# Consignes:
1. D'après le texte sur Andy Warhol et les travestis de la Factory, en quelle année a eu lieu la présentation de Holly Woodlawn à Warhol ?
2. Écrivez la suite du texte sur Andy Warhol et les travestis de la Factory, en reprenant juste après sa dernière phrase.

# Texte fourni:
__________________________________________________
Et de citer Andy lui-même: «Entre autres, parce que les travestis sont des archives ambulantes de la figure de la star de cinéma idéale. Je suis fasciné par les garçons qui passent leur vie à essayer de ressembler à de vraies filles: ils doivent travailler si dur - deux fois plus - afin de se débarrasser de leurs signes extérieurs de masculinité puis créer ceux de la femme (...) Il est très compliqué de ressembler à l'exact opposé de ce que la nature a voulu, puis de devenir une imitation de ce qui était au départ une femme fantasmée.»
Proche d'Andy Warhol, Victor Bockris raconte l'arrivée de Holly Woodlawn dans l'univers inversé de la Factory où il a travaillé pendant des années et dont il est devenu le greffier aussi pointilleux que contesté par les autorités warholiennes. «Andy estimait que Jackie incarnait la femme de manière «volontairement comique» (sourcils épais, tonnes de maquillage, barbe sous-jacente) tandis que Candy Darling était très féminine (...) Un troisième travesti superstar, Holly Woodlawn, fut présenté à Warhol en 1969.»
__________________________________________________
# Données extraites:
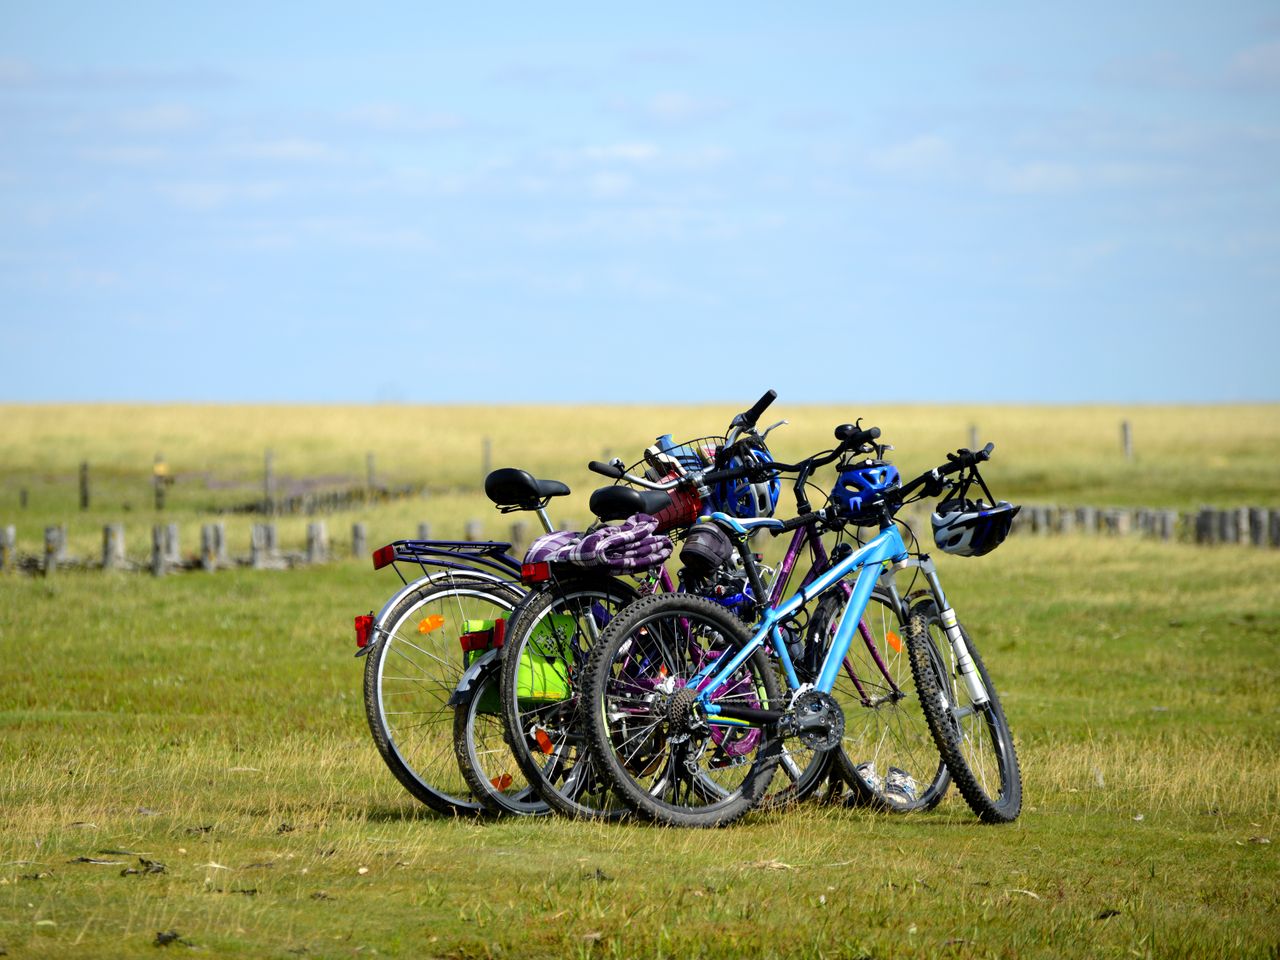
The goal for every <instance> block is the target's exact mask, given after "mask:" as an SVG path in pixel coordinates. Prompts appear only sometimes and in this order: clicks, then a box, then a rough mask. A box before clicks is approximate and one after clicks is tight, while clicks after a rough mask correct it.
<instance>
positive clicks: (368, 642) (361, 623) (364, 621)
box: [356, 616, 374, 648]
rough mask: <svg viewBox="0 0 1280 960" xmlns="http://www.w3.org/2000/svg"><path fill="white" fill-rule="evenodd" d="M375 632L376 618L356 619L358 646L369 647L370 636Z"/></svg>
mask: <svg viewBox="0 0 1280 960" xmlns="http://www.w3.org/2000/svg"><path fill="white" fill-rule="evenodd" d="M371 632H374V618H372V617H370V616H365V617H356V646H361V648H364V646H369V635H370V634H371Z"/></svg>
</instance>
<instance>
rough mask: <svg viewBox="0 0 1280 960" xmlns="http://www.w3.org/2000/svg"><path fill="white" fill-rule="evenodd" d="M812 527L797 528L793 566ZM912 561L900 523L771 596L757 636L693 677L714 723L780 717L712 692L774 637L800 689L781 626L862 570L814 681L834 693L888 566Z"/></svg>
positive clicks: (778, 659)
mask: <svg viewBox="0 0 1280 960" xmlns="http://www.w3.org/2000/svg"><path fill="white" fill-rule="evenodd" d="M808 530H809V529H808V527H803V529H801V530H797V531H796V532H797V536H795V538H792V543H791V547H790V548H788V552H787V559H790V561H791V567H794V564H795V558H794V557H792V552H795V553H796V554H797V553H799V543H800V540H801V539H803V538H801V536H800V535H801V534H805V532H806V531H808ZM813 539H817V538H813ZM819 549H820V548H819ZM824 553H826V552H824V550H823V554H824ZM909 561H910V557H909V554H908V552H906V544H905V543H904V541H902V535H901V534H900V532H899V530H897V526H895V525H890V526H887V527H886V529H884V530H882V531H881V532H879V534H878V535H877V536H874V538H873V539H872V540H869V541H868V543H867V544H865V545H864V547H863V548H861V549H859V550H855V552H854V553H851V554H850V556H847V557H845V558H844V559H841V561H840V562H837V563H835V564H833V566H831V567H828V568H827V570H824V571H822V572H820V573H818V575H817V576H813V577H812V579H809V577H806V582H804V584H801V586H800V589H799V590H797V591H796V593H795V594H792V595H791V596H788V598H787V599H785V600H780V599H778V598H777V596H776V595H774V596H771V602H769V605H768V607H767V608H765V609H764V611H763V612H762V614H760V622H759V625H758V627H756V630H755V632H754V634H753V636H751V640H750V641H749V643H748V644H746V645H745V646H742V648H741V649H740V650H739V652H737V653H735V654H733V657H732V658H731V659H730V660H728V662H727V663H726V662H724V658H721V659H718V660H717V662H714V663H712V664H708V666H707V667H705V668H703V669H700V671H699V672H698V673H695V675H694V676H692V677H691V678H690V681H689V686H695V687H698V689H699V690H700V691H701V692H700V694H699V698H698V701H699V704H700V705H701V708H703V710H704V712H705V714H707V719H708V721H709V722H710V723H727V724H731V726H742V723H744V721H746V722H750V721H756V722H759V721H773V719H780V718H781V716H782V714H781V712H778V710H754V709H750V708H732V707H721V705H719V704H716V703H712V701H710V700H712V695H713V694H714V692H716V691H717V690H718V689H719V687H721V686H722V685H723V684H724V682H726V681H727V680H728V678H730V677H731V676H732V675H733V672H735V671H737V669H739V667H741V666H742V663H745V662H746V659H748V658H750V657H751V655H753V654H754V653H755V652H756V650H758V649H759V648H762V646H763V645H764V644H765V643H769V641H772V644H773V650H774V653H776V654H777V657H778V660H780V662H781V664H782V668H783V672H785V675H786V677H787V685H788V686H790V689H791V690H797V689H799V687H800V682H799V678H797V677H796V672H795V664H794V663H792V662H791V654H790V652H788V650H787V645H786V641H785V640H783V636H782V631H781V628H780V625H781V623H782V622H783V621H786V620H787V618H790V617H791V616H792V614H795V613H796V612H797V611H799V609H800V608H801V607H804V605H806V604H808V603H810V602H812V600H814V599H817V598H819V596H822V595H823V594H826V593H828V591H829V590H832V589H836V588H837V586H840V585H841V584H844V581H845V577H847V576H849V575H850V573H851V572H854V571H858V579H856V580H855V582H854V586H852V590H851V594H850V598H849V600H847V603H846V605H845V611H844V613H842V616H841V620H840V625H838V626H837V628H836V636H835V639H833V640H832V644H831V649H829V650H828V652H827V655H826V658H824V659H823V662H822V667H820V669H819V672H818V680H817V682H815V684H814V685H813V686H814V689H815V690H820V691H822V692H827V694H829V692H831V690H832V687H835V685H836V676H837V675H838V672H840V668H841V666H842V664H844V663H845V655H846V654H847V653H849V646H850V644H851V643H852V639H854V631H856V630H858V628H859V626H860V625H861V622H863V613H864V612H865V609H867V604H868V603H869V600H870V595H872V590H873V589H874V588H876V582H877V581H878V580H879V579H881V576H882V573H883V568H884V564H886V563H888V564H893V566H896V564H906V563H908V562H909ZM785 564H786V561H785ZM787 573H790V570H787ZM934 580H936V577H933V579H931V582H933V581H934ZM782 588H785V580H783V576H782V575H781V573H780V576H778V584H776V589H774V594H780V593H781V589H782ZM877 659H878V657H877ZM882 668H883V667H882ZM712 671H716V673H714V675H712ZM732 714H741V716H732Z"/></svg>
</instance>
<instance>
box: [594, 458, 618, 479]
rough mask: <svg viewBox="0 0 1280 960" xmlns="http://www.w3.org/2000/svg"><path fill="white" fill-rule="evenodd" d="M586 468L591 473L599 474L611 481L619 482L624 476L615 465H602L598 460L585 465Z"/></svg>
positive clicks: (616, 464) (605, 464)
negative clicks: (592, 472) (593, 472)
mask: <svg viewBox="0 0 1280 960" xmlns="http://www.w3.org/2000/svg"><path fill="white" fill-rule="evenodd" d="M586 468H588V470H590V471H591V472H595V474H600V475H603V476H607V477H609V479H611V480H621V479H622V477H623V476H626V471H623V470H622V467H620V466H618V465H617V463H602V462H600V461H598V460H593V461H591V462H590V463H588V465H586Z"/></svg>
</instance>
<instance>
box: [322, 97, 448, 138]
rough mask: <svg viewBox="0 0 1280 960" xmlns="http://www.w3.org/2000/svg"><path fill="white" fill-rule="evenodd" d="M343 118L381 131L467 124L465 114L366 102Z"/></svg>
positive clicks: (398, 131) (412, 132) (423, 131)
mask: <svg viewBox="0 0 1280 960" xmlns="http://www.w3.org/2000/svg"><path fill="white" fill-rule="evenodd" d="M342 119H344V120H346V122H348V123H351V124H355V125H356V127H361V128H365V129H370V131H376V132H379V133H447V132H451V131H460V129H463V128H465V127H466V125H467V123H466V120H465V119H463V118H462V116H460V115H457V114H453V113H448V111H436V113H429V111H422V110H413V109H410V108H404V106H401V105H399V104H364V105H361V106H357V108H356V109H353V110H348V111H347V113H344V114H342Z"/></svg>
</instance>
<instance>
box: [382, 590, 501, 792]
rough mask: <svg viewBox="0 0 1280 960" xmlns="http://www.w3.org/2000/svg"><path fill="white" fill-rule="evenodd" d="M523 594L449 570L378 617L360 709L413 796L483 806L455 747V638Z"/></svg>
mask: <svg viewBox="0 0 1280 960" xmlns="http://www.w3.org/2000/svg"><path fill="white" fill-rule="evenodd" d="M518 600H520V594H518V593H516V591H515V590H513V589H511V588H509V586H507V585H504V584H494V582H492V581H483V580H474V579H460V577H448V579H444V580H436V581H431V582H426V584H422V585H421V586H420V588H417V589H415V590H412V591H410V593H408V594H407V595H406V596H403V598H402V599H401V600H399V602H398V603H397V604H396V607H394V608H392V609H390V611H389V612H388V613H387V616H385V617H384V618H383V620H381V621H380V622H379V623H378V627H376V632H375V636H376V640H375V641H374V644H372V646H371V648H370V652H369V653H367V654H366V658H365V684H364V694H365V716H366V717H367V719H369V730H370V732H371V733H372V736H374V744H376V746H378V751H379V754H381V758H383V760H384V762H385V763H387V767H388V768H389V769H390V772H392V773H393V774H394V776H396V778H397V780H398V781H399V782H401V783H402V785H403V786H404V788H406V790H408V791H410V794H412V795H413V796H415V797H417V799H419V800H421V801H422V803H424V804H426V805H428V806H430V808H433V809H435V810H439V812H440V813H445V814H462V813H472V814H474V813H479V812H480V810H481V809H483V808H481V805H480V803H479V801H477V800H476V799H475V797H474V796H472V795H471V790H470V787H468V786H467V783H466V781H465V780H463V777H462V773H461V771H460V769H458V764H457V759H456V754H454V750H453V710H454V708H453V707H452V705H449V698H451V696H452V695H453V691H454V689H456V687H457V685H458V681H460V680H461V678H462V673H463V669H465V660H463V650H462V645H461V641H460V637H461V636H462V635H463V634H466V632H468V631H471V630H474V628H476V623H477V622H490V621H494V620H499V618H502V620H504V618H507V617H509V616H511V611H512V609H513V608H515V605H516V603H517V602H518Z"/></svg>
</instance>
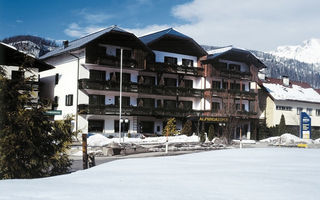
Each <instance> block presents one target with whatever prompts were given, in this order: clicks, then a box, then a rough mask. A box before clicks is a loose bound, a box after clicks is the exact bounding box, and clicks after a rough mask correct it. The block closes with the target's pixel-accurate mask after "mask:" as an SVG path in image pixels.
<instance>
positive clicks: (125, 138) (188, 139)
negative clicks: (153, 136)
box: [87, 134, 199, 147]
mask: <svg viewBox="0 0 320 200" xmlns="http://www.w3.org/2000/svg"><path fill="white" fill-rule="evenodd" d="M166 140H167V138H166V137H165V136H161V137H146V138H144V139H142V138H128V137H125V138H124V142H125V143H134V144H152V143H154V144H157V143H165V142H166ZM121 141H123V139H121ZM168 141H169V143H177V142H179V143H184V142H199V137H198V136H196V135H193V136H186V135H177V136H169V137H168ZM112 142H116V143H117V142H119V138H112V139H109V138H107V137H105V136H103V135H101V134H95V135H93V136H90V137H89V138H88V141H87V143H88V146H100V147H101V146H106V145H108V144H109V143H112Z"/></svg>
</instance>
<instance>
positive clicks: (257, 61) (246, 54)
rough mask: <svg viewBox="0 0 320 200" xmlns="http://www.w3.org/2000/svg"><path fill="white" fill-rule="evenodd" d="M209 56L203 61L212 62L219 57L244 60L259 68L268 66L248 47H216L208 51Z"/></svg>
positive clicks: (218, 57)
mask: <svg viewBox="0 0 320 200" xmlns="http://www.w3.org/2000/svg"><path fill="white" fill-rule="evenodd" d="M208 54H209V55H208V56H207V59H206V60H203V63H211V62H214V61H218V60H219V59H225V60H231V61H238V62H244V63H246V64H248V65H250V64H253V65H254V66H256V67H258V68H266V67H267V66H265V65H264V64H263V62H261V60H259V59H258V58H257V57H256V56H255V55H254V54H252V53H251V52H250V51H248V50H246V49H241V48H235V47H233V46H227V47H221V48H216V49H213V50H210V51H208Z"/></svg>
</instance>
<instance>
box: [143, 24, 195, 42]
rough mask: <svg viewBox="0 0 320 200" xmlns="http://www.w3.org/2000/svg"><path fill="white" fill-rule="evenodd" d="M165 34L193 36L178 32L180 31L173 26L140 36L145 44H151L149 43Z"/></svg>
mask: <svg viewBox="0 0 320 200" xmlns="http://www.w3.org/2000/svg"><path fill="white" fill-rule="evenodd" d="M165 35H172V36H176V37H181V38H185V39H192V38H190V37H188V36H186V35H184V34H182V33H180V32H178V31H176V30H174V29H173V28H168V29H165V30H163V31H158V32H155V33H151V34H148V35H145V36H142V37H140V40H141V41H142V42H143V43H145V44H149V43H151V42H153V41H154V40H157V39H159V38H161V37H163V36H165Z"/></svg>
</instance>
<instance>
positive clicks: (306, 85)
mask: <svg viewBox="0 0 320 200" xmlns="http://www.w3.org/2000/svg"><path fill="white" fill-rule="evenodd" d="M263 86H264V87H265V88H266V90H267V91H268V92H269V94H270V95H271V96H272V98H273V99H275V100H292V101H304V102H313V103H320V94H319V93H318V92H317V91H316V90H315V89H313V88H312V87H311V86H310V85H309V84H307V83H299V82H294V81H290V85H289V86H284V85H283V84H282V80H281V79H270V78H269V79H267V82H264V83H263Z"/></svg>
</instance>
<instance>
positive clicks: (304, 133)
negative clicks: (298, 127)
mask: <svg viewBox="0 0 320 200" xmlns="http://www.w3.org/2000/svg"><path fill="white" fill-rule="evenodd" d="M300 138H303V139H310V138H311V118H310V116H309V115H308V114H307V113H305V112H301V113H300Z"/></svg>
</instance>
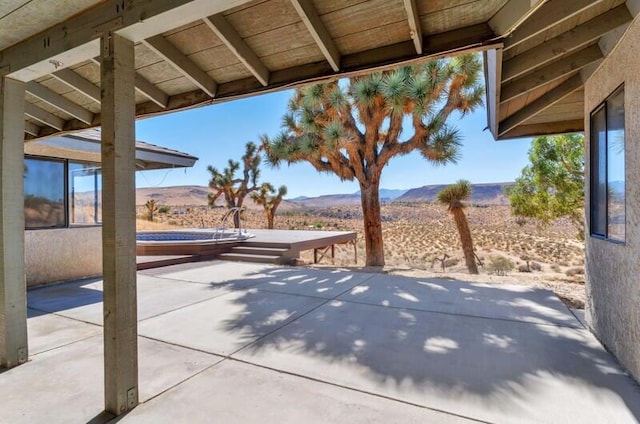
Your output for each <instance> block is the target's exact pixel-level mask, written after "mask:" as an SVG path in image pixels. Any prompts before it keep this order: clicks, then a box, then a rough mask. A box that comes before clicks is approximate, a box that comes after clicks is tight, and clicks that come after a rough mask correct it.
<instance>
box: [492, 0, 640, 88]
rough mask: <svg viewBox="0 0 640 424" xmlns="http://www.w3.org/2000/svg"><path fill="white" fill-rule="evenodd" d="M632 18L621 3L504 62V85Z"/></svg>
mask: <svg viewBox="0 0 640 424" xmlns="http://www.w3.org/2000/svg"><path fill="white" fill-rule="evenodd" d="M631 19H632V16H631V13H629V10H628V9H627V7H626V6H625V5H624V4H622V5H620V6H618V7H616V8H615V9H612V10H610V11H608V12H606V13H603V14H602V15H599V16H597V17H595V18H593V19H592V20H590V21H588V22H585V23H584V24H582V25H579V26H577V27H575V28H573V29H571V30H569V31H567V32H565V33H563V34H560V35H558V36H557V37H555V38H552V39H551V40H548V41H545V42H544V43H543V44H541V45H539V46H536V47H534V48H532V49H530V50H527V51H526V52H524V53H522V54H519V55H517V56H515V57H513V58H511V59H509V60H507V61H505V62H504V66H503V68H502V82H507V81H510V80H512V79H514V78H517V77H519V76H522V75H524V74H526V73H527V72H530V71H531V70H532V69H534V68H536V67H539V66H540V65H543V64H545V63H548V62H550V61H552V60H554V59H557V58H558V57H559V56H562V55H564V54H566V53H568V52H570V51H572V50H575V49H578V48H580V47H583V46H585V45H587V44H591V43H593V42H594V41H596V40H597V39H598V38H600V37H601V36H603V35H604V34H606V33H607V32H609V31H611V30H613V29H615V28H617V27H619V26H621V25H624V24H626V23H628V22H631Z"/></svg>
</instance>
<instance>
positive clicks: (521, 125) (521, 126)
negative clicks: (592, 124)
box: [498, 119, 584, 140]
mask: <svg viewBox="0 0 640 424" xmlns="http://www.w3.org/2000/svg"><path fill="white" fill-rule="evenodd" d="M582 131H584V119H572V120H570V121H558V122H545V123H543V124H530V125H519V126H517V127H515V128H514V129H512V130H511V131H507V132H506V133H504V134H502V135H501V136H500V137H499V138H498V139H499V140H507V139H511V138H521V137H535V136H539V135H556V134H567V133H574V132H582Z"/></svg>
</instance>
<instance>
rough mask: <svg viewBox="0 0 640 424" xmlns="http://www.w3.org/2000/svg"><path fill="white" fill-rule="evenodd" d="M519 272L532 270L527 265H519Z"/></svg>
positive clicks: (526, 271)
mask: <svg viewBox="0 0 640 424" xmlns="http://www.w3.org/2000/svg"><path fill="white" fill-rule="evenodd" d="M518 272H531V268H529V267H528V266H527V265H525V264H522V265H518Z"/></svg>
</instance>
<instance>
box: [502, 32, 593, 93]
__________________________________________________
# Réponses:
1. Elle a eu lieu en 1969.

2.
«Je m'attendais à rencontrer l'une de ces stars, extravagantes et extraverties. Andy Warhol était insignifiant, silencieux: je l'ai malgré tout trouvé mignon», confia Holly Woodlawn au biographe de l'underground new-yorkais dont le livre est paru en 2003 aux États-Unis sous le titre Warhol (Da Capo Press Edition, Cambridge). «Les travestis formaient un curieux trio: Holly Woodlawn incarnait la figure de l'élégance à la Hedy Lamarr, Candy Darling était la blonde hollywoodienne à la Kim Novak, et Jackie Curtis la dépravée fort en gueule.»
Trash, ovni assez ahurissante tourné en 15 jours en décembre 1969, allait devenir son grand film. Il a marqué une génération, autant par son audace sexe et rock'n roll que par son romantisme noir des villes de l'après-guerre et du baby boom.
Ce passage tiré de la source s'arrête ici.